Stored records:

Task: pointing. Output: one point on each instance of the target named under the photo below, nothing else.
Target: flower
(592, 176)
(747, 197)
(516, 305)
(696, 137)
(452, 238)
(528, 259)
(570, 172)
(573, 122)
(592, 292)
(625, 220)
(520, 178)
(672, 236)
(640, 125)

Task to carry out:
All records above must be returned exactly as they appear.

Answer for the task:
Task: pointing. Output: one point on each instance of the target named under the photo below, nothing else.
Target: flower
(592, 176)
(747, 197)
(516, 305)
(696, 137)
(452, 238)
(528, 259)
(570, 172)
(573, 122)
(592, 292)
(625, 220)
(520, 178)
(672, 236)
(640, 125)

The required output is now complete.